*WORK REQUIRED*: Reproduce each of the following entries verbatim, line by line.
** START INPUT **
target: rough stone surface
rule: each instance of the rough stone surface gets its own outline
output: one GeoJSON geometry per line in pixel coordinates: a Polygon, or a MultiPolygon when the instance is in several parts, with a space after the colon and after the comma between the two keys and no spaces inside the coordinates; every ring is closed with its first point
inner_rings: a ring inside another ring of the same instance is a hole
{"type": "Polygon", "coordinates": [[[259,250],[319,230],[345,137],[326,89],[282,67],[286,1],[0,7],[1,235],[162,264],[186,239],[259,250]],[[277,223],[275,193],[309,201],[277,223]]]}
** END INPUT **
*ANSWER TO THIS PROBLEM*:
target: rough stone surface
rule: each instance of the rough stone surface gets its own outline
output: one GeoJSON geometry per line in pixel coordinates: a Polygon, or a MultiPolygon when the instance is in several parts, with a space after the colon and after the comma between the two keys and no spaces inside the coordinates; every ring is closed with its first point
inner_rings: a ring inside another ring of the same instance is a hole
{"type": "Polygon", "coordinates": [[[259,250],[319,230],[345,137],[326,89],[282,67],[286,1],[0,7],[1,235],[162,264],[186,239],[259,250]],[[277,223],[275,193],[309,201],[277,223]]]}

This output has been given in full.